Complete the following →
1: Answer these from the article about the £100 high street voucher.
(a) According to the finance minister, what share of people had re-registered to vote?
(b) When are the vouchers due to be sent out?
(c) According to the Electoral Office spokesperson, whose names had been removed from the register?
2: Reproduce the passage of the high street voucher article starting at "Northern Ireland news" and ending at "the Covid-19 pandemic.".

Extracted text →
▽

Northern Ireland news

People on old electoral register 'should remain eligible to receive a £100 high street voucher'

The high street voucher scheme aims to stimulate the economy. Picture Mal McCann.
Paul Ainsworth

The Electoral Office has confirmed that people on the old electoral register should remain eligible to receive a £100 high street voucher Stormont hopes will stimulate the economy following the Covid-19 pandemic.

Finance minister Conor Murphy had warned yesterday that the old electoral register had been wiped after it was updated in June.

He said that to receive the vouchers, due to be sent out next month, people must be registered to vote. The Sinn Féin minister said that less than one-in-three people had re-registered, meaning those who had not done so since June would be ineligible to receive the voucher.

Mr Murphy warned that the voucher scheme could fail to fulfil its aim of stimulating the economy. The scheme aims to provide a boost to the high street following the pandemic lockdowns that saw retailers shut stores for months throughout 2020 and into this year.

However, the Electoral Office said names on the old register should still be able to receive the £100 voucher.

A spokesperson said last night that the register was "not wiped" and only those who had informed the Electoral Office of a change of name or address had been removed, along with the names of those who had died.

△

Supplied records →

▽

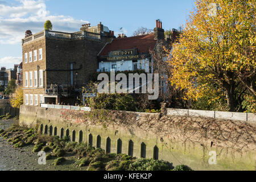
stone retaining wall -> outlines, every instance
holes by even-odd
[[[92,118],[94,111],[23,105],[19,124],[37,126],[39,132],[47,135],[69,135],[73,141],[88,142],[106,152],[163,159],[195,170],[255,169],[256,145],[251,138],[256,138],[256,126],[253,123],[117,111],[104,112],[109,118],[102,121],[100,113]],[[209,129],[205,130],[207,125]],[[249,131],[238,132],[242,137],[237,139],[235,134],[221,138],[243,128]],[[218,131],[223,133],[218,135]],[[241,147],[241,144],[245,146]],[[209,152],[212,151],[217,155],[216,165],[208,163]]]

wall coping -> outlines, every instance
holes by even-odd
[[[68,109],[73,110],[82,110],[85,111],[90,111],[91,108],[89,107],[79,107],[73,106],[65,106],[60,105],[51,105],[41,104],[40,107],[42,108],[56,109]],[[240,121],[246,122],[251,122],[256,123],[256,114],[254,113],[235,113],[235,112],[224,112],[218,111],[210,110],[191,110],[191,109],[181,109],[167,108],[167,115],[177,115],[177,116],[187,116],[187,117],[199,117],[205,118],[210,118],[213,119],[226,119],[231,121]],[[138,115],[141,114],[159,114],[159,113],[139,113],[134,111],[125,111],[126,113],[136,113]]]
[[[224,112],[210,110],[167,108],[167,115],[203,117],[214,119],[240,121],[256,123],[256,113]]]

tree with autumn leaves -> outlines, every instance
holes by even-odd
[[[187,99],[207,95],[210,102],[225,94],[229,111],[242,110],[245,97],[256,102],[255,6],[254,0],[196,1],[168,60],[170,81]]]

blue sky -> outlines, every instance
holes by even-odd
[[[81,24],[101,22],[118,34],[131,36],[138,27],[154,28],[160,19],[165,30],[185,23],[195,0],[0,0],[0,67],[13,68],[22,61],[20,39],[36,33],[49,19],[53,30],[75,32]]]

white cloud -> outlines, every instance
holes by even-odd
[[[0,66],[6,67],[6,69],[14,68],[14,64],[19,64],[22,61],[21,57],[5,57],[0,59]]]
[[[74,32],[82,24],[89,23],[69,16],[52,15],[47,10],[44,0],[18,0],[18,6],[0,1],[0,44],[17,44],[24,38],[25,31],[33,34],[43,30],[46,20],[53,24],[53,30]]]

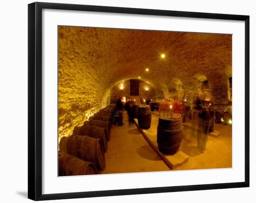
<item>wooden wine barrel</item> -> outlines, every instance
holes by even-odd
[[[108,128],[108,121],[101,120],[93,120],[91,122],[90,122],[89,125],[104,127],[105,128],[105,133],[108,138],[108,140],[109,141],[110,140],[110,131]]]
[[[106,168],[105,153],[99,139],[81,135],[63,137],[60,142],[60,151],[93,162],[99,171]]]
[[[232,113],[230,111],[226,111],[223,114],[223,121],[225,123],[228,123],[229,120],[232,119]]]
[[[93,126],[94,129],[92,132],[91,137],[99,138],[102,144],[104,151],[105,152],[108,151],[108,137],[105,133],[105,128],[97,126]]]
[[[159,110],[159,107],[160,106],[160,102],[155,102],[155,108],[157,111]]]
[[[224,112],[221,109],[217,110],[215,112],[215,122],[216,123],[220,123],[221,119],[223,116]]]
[[[209,133],[212,133],[214,131],[214,125],[215,124],[215,112],[214,110],[210,111],[209,113],[211,117],[209,121]]]
[[[76,126],[73,130],[73,135],[88,135],[92,134],[94,126]]]
[[[133,109],[135,118],[138,118],[138,110],[139,109],[139,105],[134,105],[133,106]]]
[[[111,116],[110,115],[106,115],[100,113],[97,113],[93,117],[93,120],[101,120],[104,121],[107,121],[108,122],[108,128],[111,129]]]
[[[141,128],[148,129],[151,125],[151,112],[149,107],[139,107],[138,124]]]
[[[104,152],[108,150],[108,138],[104,127],[94,126],[83,126],[74,127],[73,135],[88,135],[91,138],[99,138]]]
[[[74,156],[59,152],[59,176],[94,175],[98,173],[95,165]]]
[[[157,134],[159,151],[165,154],[176,153],[180,148],[182,134],[181,118],[173,120],[159,118]]]
[[[151,111],[154,111],[155,110],[155,102],[150,102],[149,106],[150,106],[150,110]]]
[[[215,117],[213,117],[210,119],[210,127],[209,127],[209,133],[212,133],[213,132],[215,123]]]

△

Task-by-task answers →
1:
(a) Less than one in three people had re-registered.
(b) They are due to be sent out next month.
(c) The names of people who had told the Electoral Office about a change of name or address had been removed, along with the names of people who had died.

2:
Northern Ireland news

People on old electoral register 'should remain eligible to receive a £100 high street voucher'

The high street voucher scheme aims to stimulate the economy. Picture Mal McCann.
Paul Ainsworth

The Electoral Office has confirmed that people on the old electoral register should remain eligible to receive a £100 high street voucher Stormont hopes will stimulate the economy following the Covid-19 pandemic.